Exercise goal >>
Gather each line of the data below that contains the word "city" and copy it out in full. Upper and lower case must match.

==========

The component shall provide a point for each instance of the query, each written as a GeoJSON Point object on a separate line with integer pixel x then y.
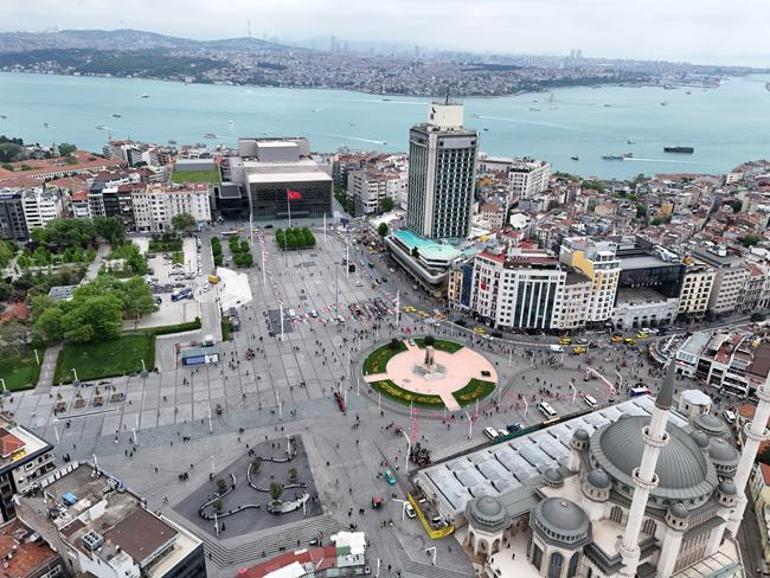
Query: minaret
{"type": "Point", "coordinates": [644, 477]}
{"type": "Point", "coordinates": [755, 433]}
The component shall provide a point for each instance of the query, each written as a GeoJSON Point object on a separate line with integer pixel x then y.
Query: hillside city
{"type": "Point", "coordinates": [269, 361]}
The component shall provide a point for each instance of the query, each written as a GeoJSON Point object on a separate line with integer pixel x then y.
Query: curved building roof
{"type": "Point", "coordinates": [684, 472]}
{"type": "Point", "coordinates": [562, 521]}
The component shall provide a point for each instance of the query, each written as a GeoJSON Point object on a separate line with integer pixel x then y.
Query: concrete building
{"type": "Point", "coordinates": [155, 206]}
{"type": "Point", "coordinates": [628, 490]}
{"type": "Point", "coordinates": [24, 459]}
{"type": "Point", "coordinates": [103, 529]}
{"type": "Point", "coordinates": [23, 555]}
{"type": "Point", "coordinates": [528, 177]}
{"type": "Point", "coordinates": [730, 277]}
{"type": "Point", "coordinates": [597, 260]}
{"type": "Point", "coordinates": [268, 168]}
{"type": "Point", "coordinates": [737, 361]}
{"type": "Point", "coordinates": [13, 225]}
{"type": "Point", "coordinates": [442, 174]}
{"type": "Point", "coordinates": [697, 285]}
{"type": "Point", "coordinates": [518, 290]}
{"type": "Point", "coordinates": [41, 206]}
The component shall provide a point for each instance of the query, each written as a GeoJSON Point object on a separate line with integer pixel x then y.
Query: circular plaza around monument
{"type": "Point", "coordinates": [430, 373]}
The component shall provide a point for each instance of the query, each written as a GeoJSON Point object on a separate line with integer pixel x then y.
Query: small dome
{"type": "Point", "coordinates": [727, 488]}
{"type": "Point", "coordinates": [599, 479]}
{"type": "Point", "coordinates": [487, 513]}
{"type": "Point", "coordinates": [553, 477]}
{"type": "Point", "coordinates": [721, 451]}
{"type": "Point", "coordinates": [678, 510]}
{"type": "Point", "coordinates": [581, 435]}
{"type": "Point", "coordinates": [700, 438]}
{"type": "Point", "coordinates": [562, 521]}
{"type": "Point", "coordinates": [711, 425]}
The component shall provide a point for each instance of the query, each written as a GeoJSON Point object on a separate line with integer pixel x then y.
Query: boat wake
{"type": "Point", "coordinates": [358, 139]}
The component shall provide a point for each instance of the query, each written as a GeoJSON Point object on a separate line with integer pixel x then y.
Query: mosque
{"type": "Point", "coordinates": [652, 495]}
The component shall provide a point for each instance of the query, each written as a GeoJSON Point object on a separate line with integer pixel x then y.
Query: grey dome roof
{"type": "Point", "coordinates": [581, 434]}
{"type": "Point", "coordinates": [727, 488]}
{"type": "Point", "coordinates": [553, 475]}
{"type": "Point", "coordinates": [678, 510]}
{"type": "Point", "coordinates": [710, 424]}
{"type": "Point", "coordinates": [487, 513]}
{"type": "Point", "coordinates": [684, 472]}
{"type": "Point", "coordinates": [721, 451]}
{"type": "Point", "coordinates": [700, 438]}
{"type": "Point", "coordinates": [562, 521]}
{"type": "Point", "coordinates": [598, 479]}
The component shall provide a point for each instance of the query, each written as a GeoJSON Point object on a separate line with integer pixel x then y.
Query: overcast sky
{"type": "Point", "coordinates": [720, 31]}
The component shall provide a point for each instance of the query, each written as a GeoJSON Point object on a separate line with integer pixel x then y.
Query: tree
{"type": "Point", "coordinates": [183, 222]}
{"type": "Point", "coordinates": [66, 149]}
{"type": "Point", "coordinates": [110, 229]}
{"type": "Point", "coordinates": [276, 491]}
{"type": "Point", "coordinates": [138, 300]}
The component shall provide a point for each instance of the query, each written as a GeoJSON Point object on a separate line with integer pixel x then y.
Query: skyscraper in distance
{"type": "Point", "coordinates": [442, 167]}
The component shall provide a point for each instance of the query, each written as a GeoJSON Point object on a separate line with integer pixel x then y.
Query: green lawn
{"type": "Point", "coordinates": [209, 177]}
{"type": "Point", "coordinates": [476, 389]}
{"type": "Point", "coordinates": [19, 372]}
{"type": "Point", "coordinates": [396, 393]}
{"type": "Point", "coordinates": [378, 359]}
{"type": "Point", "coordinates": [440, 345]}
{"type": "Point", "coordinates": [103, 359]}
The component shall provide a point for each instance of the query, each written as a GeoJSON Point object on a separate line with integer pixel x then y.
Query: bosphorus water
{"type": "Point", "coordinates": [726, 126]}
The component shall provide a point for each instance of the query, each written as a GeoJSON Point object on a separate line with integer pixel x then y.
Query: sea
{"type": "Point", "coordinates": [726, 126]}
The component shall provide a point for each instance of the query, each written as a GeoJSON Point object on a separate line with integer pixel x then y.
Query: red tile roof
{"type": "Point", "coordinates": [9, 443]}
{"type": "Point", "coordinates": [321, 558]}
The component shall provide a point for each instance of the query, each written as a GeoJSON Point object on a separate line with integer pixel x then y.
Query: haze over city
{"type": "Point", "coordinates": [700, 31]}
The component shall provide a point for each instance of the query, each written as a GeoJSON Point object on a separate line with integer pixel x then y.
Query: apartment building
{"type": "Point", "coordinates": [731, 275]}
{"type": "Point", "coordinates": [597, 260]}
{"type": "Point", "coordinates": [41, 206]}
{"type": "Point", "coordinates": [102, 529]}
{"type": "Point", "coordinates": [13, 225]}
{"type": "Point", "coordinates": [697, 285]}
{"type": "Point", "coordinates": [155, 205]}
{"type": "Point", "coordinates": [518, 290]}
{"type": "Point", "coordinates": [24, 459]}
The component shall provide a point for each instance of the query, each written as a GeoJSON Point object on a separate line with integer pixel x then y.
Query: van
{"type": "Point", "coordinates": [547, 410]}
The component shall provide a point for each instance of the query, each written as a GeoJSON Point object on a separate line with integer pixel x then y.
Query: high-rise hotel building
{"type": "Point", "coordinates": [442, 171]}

==========

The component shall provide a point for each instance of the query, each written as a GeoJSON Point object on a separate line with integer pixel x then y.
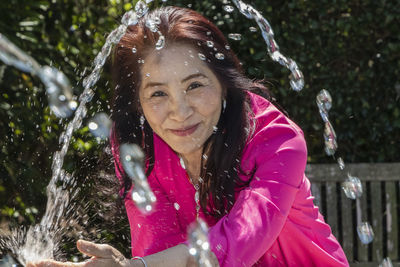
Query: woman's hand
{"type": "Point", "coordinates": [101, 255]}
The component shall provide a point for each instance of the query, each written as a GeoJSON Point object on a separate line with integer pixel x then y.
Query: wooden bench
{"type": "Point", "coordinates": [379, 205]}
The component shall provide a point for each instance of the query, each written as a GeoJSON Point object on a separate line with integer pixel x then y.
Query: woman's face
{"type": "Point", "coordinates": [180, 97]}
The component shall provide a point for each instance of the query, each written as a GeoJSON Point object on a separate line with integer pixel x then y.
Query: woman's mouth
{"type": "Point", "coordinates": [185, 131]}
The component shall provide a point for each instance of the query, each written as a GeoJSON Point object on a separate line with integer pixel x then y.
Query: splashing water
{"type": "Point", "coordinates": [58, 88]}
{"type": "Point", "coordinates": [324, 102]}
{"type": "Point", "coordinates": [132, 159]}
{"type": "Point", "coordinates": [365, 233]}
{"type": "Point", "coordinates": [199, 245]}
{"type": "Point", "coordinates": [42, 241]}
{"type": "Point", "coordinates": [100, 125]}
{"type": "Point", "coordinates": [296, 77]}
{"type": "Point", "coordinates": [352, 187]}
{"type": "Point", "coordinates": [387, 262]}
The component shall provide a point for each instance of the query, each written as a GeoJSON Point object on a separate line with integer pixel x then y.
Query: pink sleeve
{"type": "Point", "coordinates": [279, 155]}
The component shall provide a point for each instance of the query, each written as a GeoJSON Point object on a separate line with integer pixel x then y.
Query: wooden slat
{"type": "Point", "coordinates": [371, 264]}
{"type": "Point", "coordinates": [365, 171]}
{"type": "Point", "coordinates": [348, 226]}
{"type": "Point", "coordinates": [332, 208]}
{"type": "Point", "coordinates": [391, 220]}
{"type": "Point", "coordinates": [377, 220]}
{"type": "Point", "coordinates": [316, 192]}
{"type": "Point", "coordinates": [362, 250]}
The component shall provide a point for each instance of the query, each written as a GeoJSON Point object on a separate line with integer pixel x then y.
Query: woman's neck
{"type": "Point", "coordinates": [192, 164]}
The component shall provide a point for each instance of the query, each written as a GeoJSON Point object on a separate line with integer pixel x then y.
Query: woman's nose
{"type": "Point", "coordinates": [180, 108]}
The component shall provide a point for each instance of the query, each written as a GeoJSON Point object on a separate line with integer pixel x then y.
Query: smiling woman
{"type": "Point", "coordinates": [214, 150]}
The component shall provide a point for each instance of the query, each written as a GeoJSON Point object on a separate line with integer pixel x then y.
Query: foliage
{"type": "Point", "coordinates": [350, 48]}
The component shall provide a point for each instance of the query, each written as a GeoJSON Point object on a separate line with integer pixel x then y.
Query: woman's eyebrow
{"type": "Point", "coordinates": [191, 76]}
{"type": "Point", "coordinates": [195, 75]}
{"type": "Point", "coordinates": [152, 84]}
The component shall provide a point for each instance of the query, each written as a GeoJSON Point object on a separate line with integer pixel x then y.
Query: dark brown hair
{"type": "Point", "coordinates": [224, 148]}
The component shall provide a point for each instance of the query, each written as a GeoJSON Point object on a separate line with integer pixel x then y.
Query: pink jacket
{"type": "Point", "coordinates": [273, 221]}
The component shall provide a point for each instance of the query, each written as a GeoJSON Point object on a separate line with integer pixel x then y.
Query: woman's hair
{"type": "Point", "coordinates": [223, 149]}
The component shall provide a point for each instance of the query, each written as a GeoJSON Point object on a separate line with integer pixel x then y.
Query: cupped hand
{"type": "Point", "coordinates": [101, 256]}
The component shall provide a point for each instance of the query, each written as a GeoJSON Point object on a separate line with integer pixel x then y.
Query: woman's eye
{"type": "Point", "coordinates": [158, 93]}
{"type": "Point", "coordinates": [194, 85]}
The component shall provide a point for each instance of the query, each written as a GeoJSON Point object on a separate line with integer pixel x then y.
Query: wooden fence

==========

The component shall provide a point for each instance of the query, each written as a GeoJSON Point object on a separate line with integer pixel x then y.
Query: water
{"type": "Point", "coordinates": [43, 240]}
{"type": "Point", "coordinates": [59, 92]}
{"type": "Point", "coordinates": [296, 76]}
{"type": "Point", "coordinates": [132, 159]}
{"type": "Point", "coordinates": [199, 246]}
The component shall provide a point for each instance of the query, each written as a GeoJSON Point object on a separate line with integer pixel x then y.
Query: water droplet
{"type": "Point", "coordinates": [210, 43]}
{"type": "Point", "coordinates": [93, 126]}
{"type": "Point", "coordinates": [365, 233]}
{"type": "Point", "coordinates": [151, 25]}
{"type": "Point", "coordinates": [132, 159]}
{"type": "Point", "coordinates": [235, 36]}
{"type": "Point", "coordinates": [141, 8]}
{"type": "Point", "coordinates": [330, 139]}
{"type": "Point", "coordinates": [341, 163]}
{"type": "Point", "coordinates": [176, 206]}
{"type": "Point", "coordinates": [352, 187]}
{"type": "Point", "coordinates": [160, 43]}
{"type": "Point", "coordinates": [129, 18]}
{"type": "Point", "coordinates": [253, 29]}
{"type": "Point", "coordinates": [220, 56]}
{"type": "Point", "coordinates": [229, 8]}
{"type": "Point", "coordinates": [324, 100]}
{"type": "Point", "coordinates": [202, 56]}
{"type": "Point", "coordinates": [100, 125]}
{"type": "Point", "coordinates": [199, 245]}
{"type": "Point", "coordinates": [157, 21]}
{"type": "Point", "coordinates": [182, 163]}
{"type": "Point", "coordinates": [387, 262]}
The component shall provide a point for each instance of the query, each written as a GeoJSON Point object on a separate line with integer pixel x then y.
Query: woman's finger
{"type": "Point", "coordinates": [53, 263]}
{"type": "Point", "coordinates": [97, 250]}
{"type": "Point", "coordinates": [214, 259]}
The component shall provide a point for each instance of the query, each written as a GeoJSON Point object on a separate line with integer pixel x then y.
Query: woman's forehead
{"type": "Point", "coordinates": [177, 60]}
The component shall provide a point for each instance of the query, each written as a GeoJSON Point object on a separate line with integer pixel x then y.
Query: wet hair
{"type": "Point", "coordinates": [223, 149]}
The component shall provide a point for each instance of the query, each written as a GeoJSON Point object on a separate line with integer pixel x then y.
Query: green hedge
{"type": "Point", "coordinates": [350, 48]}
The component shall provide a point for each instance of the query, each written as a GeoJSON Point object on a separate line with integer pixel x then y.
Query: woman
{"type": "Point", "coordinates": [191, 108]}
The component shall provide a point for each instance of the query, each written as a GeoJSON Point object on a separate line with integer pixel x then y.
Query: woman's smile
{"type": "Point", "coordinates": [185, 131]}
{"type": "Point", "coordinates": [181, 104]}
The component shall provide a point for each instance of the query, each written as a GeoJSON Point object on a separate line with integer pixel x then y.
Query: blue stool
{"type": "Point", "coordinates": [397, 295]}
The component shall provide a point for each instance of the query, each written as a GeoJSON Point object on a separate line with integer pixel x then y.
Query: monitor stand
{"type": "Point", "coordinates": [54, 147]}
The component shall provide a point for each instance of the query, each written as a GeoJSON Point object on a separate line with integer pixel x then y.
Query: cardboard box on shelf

==========

Complete response >>
Query: hillside city
Query: haze over city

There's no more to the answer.